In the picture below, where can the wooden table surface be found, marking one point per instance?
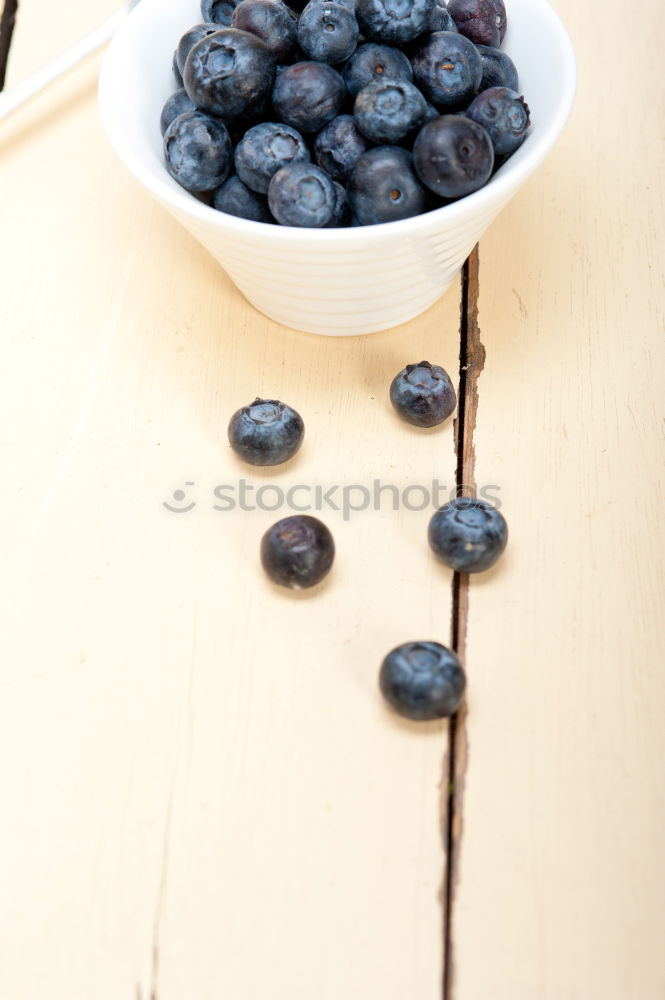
(203, 795)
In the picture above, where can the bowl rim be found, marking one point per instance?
(491, 195)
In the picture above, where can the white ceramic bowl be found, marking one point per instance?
(333, 281)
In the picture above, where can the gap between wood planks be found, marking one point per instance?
(472, 361)
(7, 22)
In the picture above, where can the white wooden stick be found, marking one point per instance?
(12, 99)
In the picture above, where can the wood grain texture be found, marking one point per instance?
(204, 794)
(561, 876)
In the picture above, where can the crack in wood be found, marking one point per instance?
(7, 23)
(472, 361)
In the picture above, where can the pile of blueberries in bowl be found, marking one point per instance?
(341, 112)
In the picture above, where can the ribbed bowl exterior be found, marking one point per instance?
(334, 282)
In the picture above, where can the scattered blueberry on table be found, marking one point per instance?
(423, 394)
(267, 432)
(407, 104)
(468, 535)
(297, 552)
(422, 681)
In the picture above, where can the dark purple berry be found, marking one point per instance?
(385, 111)
(297, 552)
(235, 198)
(498, 69)
(382, 187)
(308, 95)
(447, 68)
(301, 194)
(266, 432)
(483, 21)
(271, 21)
(265, 149)
(338, 147)
(394, 21)
(505, 117)
(423, 394)
(327, 31)
(453, 156)
(229, 73)
(468, 535)
(375, 62)
(198, 151)
(422, 681)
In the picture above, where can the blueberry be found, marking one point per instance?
(189, 40)
(327, 32)
(339, 146)
(453, 156)
(176, 105)
(382, 187)
(468, 535)
(441, 19)
(198, 151)
(394, 20)
(340, 216)
(271, 21)
(422, 681)
(387, 110)
(176, 72)
(375, 62)
(235, 198)
(220, 12)
(266, 432)
(308, 95)
(297, 552)
(447, 68)
(499, 70)
(264, 149)
(483, 21)
(229, 73)
(301, 194)
(504, 115)
(423, 394)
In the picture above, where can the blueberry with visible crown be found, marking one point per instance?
(267, 432)
(301, 194)
(453, 156)
(394, 21)
(297, 552)
(198, 151)
(229, 73)
(447, 68)
(441, 19)
(422, 681)
(382, 187)
(338, 147)
(375, 62)
(265, 149)
(308, 95)
(218, 11)
(387, 110)
(468, 535)
(235, 198)
(423, 394)
(189, 40)
(505, 117)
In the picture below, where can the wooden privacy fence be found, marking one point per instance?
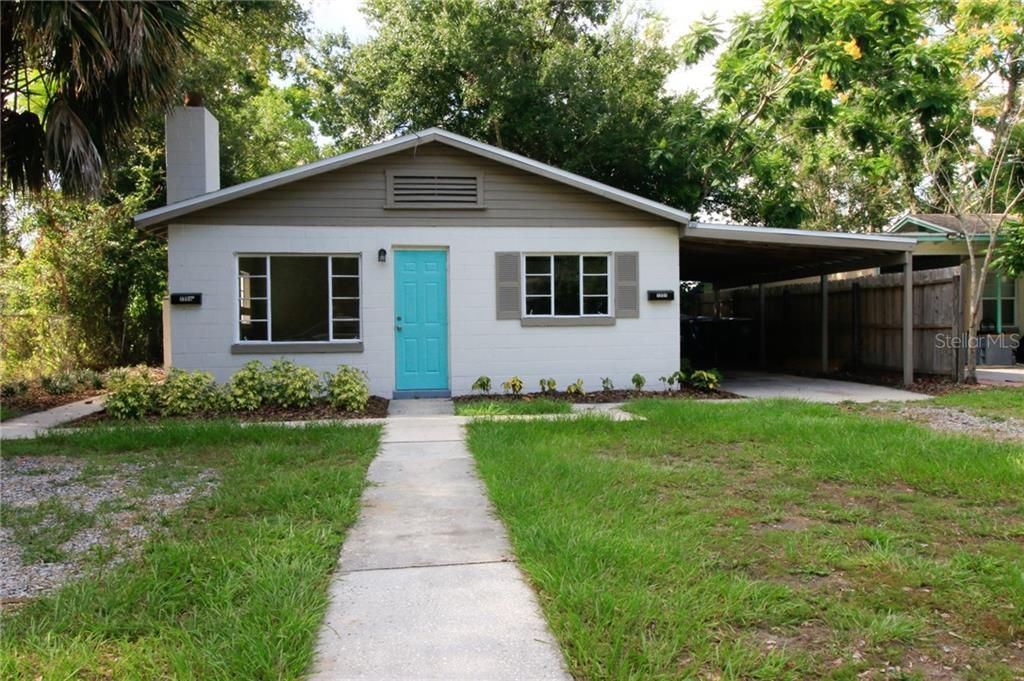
(864, 322)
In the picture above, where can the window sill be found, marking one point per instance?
(298, 348)
(567, 321)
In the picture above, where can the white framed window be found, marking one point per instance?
(998, 303)
(566, 285)
(298, 298)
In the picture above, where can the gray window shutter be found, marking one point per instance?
(507, 285)
(627, 285)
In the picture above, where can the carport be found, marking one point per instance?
(730, 256)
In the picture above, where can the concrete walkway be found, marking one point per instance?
(758, 384)
(426, 587)
(1001, 375)
(38, 423)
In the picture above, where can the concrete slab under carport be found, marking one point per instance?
(763, 385)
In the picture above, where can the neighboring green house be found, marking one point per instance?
(941, 244)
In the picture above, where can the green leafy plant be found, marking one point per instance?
(185, 393)
(513, 386)
(347, 388)
(705, 380)
(57, 384)
(13, 388)
(135, 396)
(88, 378)
(245, 390)
(290, 385)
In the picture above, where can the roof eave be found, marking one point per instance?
(165, 214)
(798, 237)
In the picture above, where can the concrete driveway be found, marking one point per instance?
(763, 385)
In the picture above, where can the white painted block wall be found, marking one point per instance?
(202, 259)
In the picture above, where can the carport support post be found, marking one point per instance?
(762, 337)
(824, 324)
(908, 318)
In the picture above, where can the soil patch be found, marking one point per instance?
(604, 396)
(62, 519)
(376, 409)
(951, 420)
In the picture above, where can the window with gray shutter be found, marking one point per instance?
(627, 285)
(507, 285)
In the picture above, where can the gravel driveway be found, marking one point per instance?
(955, 421)
(62, 517)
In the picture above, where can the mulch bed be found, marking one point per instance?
(603, 396)
(36, 399)
(376, 409)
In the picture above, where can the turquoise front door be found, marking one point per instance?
(421, 320)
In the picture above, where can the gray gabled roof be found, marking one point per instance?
(166, 214)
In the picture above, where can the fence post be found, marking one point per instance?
(956, 330)
(855, 312)
(908, 318)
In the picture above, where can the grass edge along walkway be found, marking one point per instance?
(764, 540)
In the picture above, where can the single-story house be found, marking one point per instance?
(431, 259)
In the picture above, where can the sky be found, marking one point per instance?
(334, 15)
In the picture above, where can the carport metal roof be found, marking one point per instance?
(730, 255)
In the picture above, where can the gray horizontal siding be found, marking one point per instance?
(355, 197)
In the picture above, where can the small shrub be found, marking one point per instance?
(513, 385)
(289, 385)
(245, 390)
(482, 384)
(347, 388)
(88, 379)
(133, 397)
(13, 389)
(185, 393)
(57, 384)
(705, 380)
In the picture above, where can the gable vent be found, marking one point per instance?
(427, 190)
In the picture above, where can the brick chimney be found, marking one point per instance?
(193, 151)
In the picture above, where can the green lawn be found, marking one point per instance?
(998, 402)
(233, 587)
(765, 541)
(484, 407)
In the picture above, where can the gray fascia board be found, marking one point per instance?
(796, 237)
(168, 213)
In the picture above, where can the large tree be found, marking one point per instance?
(76, 78)
(574, 84)
(826, 105)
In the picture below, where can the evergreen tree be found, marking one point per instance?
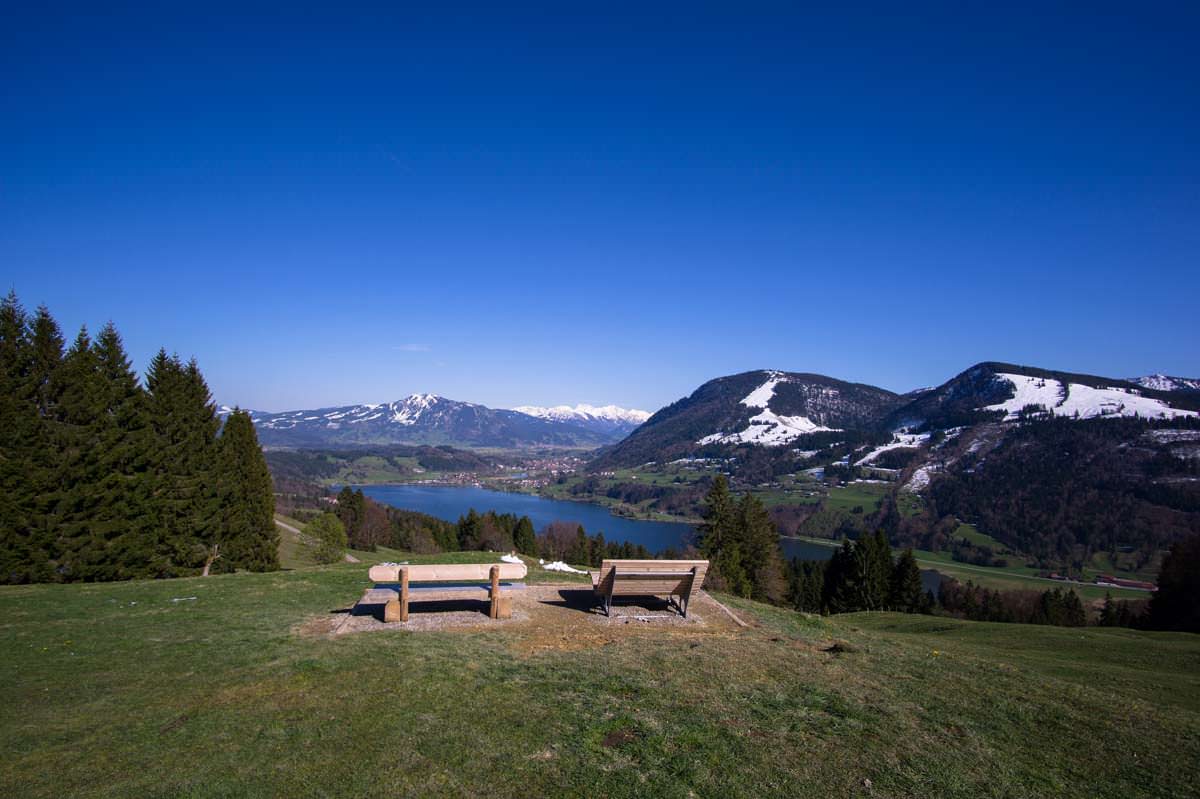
(841, 583)
(760, 545)
(103, 479)
(329, 535)
(468, 530)
(1109, 613)
(1176, 604)
(247, 536)
(906, 593)
(525, 540)
(719, 540)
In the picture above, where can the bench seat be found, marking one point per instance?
(443, 582)
(670, 578)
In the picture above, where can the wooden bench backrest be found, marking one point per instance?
(629, 581)
(447, 572)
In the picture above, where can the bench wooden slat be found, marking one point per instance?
(447, 572)
(678, 578)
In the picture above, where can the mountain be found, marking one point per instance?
(994, 391)
(607, 420)
(421, 419)
(765, 408)
(1062, 469)
(1167, 383)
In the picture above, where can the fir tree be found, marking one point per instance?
(720, 542)
(1176, 604)
(525, 540)
(760, 545)
(329, 534)
(906, 593)
(247, 536)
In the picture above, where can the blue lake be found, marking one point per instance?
(451, 502)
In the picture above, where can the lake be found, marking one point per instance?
(451, 502)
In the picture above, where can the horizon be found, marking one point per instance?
(514, 208)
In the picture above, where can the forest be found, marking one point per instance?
(107, 476)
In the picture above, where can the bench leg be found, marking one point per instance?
(493, 612)
(403, 595)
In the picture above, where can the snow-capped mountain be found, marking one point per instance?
(423, 419)
(605, 419)
(1167, 383)
(1003, 391)
(765, 408)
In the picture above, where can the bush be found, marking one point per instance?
(329, 535)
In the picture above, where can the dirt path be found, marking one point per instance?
(545, 617)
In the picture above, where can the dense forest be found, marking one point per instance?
(105, 476)
(1061, 490)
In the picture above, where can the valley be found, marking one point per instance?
(833, 460)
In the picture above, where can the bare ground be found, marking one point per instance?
(558, 617)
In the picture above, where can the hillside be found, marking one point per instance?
(427, 419)
(1055, 470)
(762, 408)
(227, 686)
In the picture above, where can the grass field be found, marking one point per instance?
(211, 688)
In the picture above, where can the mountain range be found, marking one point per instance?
(778, 409)
(426, 419)
(1054, 466)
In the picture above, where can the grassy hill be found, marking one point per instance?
(217, 686)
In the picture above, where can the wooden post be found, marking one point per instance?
(495, 611)
(403, 594)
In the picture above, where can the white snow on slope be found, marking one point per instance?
(585, 412)
(767, 428)
(1167, 383)
(761, 396)
(898, 440)
(1083, 400)
(558, 565)
(919, 479)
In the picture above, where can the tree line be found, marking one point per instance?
(360, 523)
(106, 476)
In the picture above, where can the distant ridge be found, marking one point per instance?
(427, 419)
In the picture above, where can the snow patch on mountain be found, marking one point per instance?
(767, 428)
(585, 412)
(1167, 383)
(898, 442)
(1081, 401)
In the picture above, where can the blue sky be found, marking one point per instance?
(525, 205)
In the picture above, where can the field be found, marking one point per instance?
(215, 688)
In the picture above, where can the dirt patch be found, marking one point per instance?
(547, 617)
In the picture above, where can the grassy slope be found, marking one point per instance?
(115, 690)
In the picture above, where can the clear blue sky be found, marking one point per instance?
(533, 206)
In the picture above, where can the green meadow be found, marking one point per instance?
(220, 688)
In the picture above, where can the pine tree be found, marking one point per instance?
(906, 593)
(329, 535)
(19, 560)
(247, 536)
(719, 540)
(1109, 613)
(525, 540)
(841, 583)
(760, 545)
(1176, 604)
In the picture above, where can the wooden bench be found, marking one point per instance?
(459, 581)
(672, 578)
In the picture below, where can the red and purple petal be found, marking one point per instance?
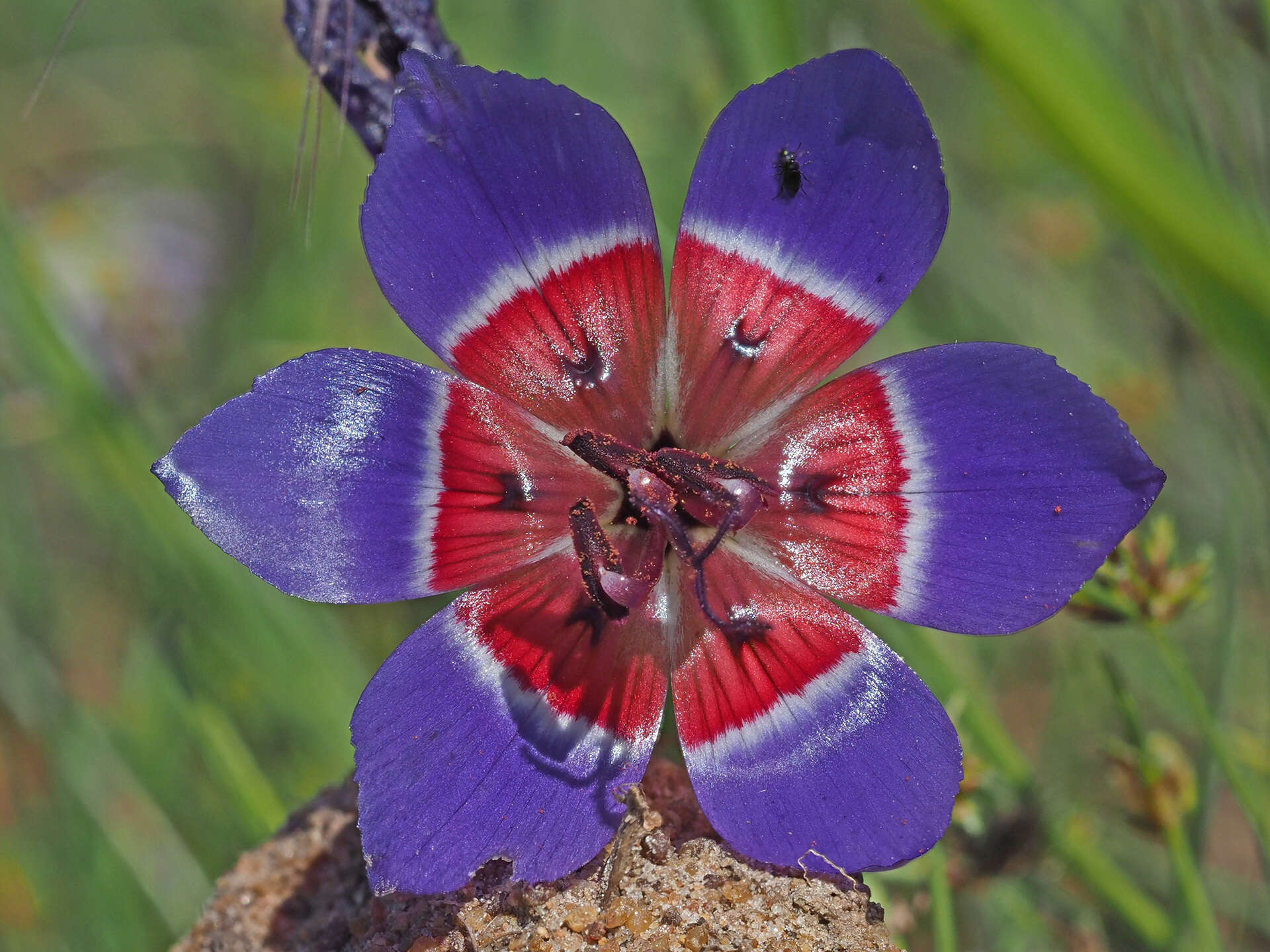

TASK DESCRIPTION:
Can you arrange the rows as a JSON list of strings, one string per line and no blank lines, starting at the line containing "In the picture above, where can the bench leg" and ending with the line containing "(1061, 490)"?

THE ANSWER:
[
  "In the picture above, where can the bench leg be found, marking one point per instance?",
  "(493, 612)",
  "(403, 595)",
  "In the picture above, where can the snow-capped mountain be found, marking one point per instance?",
  "(423, 419)",
  "(605, 419)",
  "(1167, 383)",
  "(1003, 391)",
  "(765, 408)",
  "In the picture above, where can the bush be found, marking one point per instance?",
  "(329, 535)",
  "In the picture above, where can the dirt path be found, marking one point per instance?",
  "(545, 617)",
  "In the picture above, where can the dense forest be found, marking one point per instance?",
  "(105, 476)",
  "(1061, 490)"
]